TASK TO CARRY OUT:
Copy the listing below line for line, leaving out the pictures.

PROVIDED ENTRIES:
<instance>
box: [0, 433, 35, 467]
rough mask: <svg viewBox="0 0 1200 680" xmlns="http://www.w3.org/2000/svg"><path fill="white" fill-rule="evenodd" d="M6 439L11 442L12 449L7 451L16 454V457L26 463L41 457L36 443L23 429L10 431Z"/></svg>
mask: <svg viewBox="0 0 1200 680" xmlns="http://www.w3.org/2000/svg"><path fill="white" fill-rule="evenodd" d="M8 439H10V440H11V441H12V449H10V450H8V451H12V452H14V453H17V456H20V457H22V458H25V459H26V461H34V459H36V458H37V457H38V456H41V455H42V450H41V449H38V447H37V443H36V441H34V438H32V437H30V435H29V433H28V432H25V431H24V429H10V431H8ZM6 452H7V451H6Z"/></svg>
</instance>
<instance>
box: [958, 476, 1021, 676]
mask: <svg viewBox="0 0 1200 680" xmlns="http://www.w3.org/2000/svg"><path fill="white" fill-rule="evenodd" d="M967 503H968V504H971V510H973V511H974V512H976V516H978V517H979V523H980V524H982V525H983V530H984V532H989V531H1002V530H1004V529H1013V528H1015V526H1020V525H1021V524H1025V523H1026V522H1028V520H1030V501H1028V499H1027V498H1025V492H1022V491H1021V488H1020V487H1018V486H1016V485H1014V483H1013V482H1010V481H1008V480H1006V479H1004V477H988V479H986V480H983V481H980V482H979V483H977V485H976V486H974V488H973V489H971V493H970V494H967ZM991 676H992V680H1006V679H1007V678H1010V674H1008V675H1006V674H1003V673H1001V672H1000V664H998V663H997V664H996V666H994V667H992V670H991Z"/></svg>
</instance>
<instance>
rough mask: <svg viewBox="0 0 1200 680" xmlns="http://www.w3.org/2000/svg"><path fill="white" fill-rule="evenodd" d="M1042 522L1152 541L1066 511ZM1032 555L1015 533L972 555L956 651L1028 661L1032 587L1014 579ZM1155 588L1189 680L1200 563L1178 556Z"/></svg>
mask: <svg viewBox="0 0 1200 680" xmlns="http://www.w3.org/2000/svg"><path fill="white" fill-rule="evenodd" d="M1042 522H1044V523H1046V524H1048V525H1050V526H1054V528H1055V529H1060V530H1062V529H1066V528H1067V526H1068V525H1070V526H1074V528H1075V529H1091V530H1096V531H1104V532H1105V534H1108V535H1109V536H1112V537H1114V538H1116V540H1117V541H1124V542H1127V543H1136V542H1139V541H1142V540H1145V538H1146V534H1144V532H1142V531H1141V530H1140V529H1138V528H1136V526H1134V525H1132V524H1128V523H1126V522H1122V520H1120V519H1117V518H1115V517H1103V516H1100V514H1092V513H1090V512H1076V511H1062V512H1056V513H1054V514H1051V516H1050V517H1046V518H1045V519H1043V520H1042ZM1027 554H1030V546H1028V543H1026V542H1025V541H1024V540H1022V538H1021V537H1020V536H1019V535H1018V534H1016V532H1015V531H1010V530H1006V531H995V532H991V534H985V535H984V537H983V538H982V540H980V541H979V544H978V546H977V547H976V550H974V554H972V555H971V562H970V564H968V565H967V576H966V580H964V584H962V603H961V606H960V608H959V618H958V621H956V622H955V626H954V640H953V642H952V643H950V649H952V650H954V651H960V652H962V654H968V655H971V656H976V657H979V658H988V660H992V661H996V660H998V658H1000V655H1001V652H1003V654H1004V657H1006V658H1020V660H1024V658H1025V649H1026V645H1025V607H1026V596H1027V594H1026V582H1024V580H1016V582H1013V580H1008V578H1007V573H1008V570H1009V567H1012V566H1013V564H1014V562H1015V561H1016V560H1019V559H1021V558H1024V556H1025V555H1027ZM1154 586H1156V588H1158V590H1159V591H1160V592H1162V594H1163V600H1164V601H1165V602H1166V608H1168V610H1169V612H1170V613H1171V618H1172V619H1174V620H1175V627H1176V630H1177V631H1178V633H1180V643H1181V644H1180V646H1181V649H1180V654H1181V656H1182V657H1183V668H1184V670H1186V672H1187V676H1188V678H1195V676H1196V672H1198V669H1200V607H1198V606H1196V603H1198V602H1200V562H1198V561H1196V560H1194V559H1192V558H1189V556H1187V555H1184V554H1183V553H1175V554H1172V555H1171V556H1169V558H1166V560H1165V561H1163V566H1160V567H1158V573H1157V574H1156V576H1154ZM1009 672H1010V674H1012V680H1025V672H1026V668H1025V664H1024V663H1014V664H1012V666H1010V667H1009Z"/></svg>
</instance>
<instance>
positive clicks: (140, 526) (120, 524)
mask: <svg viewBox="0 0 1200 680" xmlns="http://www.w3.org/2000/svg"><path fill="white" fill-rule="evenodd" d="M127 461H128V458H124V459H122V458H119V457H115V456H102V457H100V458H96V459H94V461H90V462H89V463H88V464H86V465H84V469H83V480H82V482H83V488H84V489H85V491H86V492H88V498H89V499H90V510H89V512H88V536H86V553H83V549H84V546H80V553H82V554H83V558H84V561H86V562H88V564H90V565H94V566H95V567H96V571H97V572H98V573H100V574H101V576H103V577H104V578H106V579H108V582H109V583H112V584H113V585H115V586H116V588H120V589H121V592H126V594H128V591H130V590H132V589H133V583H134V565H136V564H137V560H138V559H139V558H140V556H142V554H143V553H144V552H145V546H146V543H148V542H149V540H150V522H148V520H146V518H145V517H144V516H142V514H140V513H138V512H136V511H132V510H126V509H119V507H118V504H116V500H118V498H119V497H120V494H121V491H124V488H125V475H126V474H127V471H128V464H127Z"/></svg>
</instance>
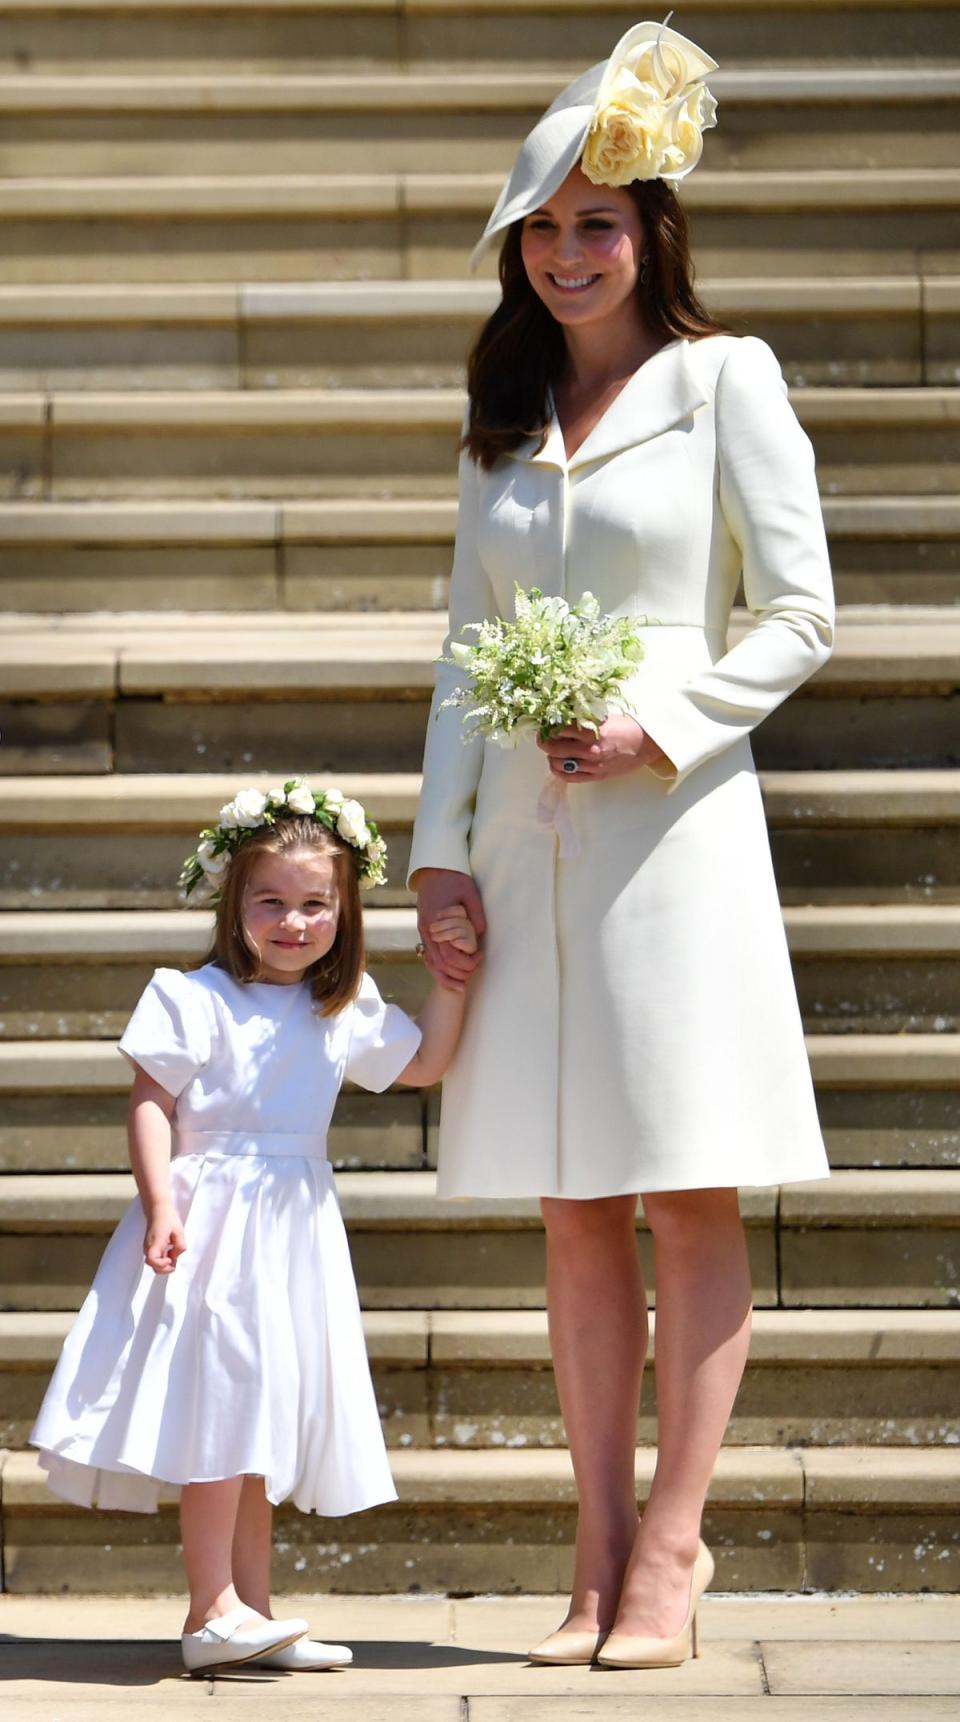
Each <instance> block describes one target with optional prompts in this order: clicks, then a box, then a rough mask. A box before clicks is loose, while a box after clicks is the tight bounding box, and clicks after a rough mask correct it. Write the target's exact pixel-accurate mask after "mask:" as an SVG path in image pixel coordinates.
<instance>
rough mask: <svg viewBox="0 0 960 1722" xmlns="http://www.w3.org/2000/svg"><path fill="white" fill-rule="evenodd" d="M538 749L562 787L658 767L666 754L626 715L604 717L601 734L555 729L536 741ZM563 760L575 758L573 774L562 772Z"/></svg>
mask: <svg viewBox="0 0 960 1722" xmlns="http://www.w3.org/2000/svg"><path fill="white" fill-rule="evenodd" d="M538 747H541V749H543V753H545V754H546V759H548V765H550V771H552V775H553V777H558V778H560V782H562V784H596V782H598V780H603V778H608V777H626V773H627V771H638V770H639V766H645V765H657V761H658V759H665V758H667V756H665V753H664V749H662V747H658V746H657V742H655V740H653V737H651V735H648V734H646V730H643V728H641V727H639V723H638V722H636V718H629V716H627V715H626V713H617V715H615V716H612V718H605V722H603V723H602V725H600V734H598V735H595V734H593V730H577V728H569V730H558V734H557V735H552V737H550V740H546V742H541V740H538ZM564 759H576V761H577V770H576V771H564Z"/></svg>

SOLUTION TO THE PROBLEM:
<instance>
box: [0, 433, 35, 467]
rough mask: <svg viewBox="0 0 1200 680" xmlns="http://www.w3.org/2000/svg"><path fill="white" fill-rule="evenodd" d="M6 439L11 442L12 449L7 451L16 454V457L26 463L41 457L36 443L23 429L10 431Z"/></svg>
mask: <svg viewBox="0 0 1200 680" xmlns="http://www.w3.org/2000/svg"><path fill="white" fill-rule="evenodd" d="M8 439H10V440H11V441H12V449H10V450H8V451H12V452H14V453H17V456H20V457H22V458H25V459H26V461H34V459H36V458H37V457H38V456H41V455H42V450H41V449H38V447H37V443H36V441H34V438H32V437H30V435H29V433H28V432H25V431H24V429H10V431H8ZM6 452H7V451H6Z"/></svg>
</instance>
<instance>
box: [958, 476, 1021, 676]
mask: <svg viewBox="0 0 1200 680" xmlns="http://www.w3.org/2000/svg"><path fill="white" fill-rule="evenodd" d="M967 503H968V504H971V510H973V511H974V512H976V516H978V517H979V523H980V524H982V525H983V530H984V532H989V531H1002V530H1004V529H1013V528H1015V526H1020V525H1021V524H1025V523H1026V522H1028V520H1030V501H1028V499H1027V498H1025V492H1022V491H1021V488H1020V487H1018V486H1016V485H1014V483H1013V482H1010V481H1008V480H1006V479H1004V477H988V479H986V480H983V481H980V482H979V483H977V485H976V486H974V488H973V489H971V493H970V494H967ZM991 676H992V680H1006V679H1007V678H1010V674H1008V675H1006V674H1003V673H1001V672H1000V664H998V663H997V664H996V666H994V667H992V670H991Z"/></svg>
</instance>
<instance>
rough mask: <svg viewBox="0 0 1200 680" xmlns="http://www.w3.org/2000/svg"><path fill="white" fill-rule="evenodd" d="M1042 522L1152 541L1066 511ZM1032 555L1015 533L972 555L956 651L1028 661L1032 587L1014 579ZM1155 588L1189 680L1200 563L1178 556Z"/></svg>
mask: <svg viewBox="0 0 1200 680" xmlns="http://www.w3.org/2000/svg"><path fill="white" fill-rule="evenodd" d="M1042 522H1044V523H1046V524H1048V525H1050V526H1054V528H1055V529H1060V530H1062V529H1066V528H1067V526H1068V525H1070V526H1074V528H1075V529H1091V530H1096V531H1104V532H1105V534H1108V535H1109V536H1112V537H1114V538H1116V540H1117V541H1124V542H1127V543H1136V542H1139V541H1142V540H1145V538H1146V534H1144V532H1142V531H1141V530H1140V529H1138V528H1136V526H1134V525H1132V524H1128V523H1126V522H1122V520H1120V519H1117V518H1115V517H1103V516H1100V514H1092V513H1090V512H1076V511H1062V512H1056V513H1054V514H1051V516H1050V517H1046V518H1045V519H1043V520H1042ZM1027 554H1030V546H1028V543H1026V542H1025V541H1024V540H1022V538H1021V537H1020V536H1019V535H1018V534H1016V532H1015V531H1010V530H1006V531H995V532H991V534H985V535H984V537H983V538H982V540H980V541H979V544H978V546H977V547H976V550H974V554H972V555H971V562H970V564H968V565H967V576H966V580H964V584H962V603H961V606H960V608H959V618H958V621H956V622H955V626H954V640H953V642H952V643H950V649H952V650H954V651H960V652H962V654H968V655H971V656H976V657H979V658H988V660H992V661H996V660H998V658H1000V655H1001V652H1003V654H1004V657H1006V658H1020V660H1024V658H1025V649H1026V645H1025V607H1026V596H1027V594H1026V582H1024V580H1016V582H1013V580H1008V578H1007V573H1008V570H1009V567H1012V566H1013V564H1014V562H1015V561H1016V560H1019V559H1021V558H1024V556H1025V555H1027ZM1154 586H1156V588H1158V590H1159V591H1160V592H1162V594H1163V600H1164V601H1165V602H1166V608H1168V610H1169V612H1170V613H1171V618H1172V619H1174V620H1175V627H1176V630H1177V631H1178V633H1180V643H1181V644H1180V646H1181V649H1180V654H1181V656H1182V657H1183V668H1184V670H1186V672H1187V676H1188V678H1195V676H1196V672H1198V669H1200V607H1198V606H1196V603H1198V602H1200V562H1198V561H1196V560H1194V559H1192V558H1189V556H1187V555H1184V554H1183V553H1175V554H1172V555H1171V556H1169V558H1166V560H1165V561H1163V566H1160V567H1158V573H1157V574H1156V576H1154ZM1009 672H1010V674H1012V680H1025V672H1026V668H1025V664H1024V663H1014V664H1012V666H1010V667H1009Z"/></svg>
</instance>
<instance>
positive clicks: (140, 526) (120, 524)
mask: <svg viewBox="0 0 1200 680" xmlns="http://www.w3.org/2000/svg"><path fill="white" fill-rule="evenodd" d="M127 461H128V458H124V459H122V458H119V457H115V456H102V457H100V458H96V459H94V461H90V462H89V463H88V464H86V465H84V469H83V480H82V482H83V488H84V489H85V491H86V492H88V498H89V499H90V510H89V512H88V536H86V553H83V549H84V546H80V553H82V554H83V558H84V561H86V562H88V564H90V565H94V566H95V567H96V571H97V572H98V573H100V574H101V576H103V577H104V578H106V579H108V582H109V583H112V584H113V585H115V586H116V588H120V589H121V592H126V594H128V591H130V590H132V589H133V583H134V565H136V564H137V560H138V559H139V558H140V556H142V554H143V553H144V552H145V546H146V543H148V542H149V540H150V522H148V520H146V518H145V517H144V516H142V514H140V513H138V512H136V511H132V510H126V509H119V507H118V504H116V500H118V498H119V497H120V494H121V491H124V488H125V475H126V474H127V471H128V464H127Z"/></svg>
</instance>
Each <instance> block describes one target with optional prompts in this order: clicks, then a box, then a rough mask. A box before clicks is loose, while a box after clicks is the tight bounding box, and clicks after a rough mask correct it. Write the target's exact pixel-accurate mask after "mask:" as an SVG path in image pixel coordinates.
<instance>
rough mask: <svg viewBox="0 0 960 1722" xmlns="http://www.w3.org/2000/svg"><path fill="white" fill-rule="evenodd" d="M538 749L562 787L658 767L666 754L626 715L604 717L601 734L555 729L536 741ZM563 760L575 758L573 774L562 772Z"/></svg>
mask: <svg viewBox="0 0 960 1722" xmlns="http://www.w3.org/2000/svg"><path fill="white" fill-rule="evenodd" d="M538 747H541V749H543V753H545V754H546V759H548V765H550V771H552V775H553V777H558V778H560V782H562V784H596V782H598V780H603V778H608V777H626V773H627V771H638V770H639V766H645V765H657V761H658V759H665V758H667V756H665V753H664V749H662V747H658V746H657V742H655V740H653V737H651V735H648V734H646V730H643V728H641V727H639V723H638V722H636V718H629V716H627V715H626V713H617V715H615V716H612V718H605V722H603V723H602V725H600V734H598V735H595V734H593V730H577V728H569V730H558V734H557V735H552V737H550V740H546V742H541V740H538ZM564 759H576V761H577V770H576V771H564Z"/></svg>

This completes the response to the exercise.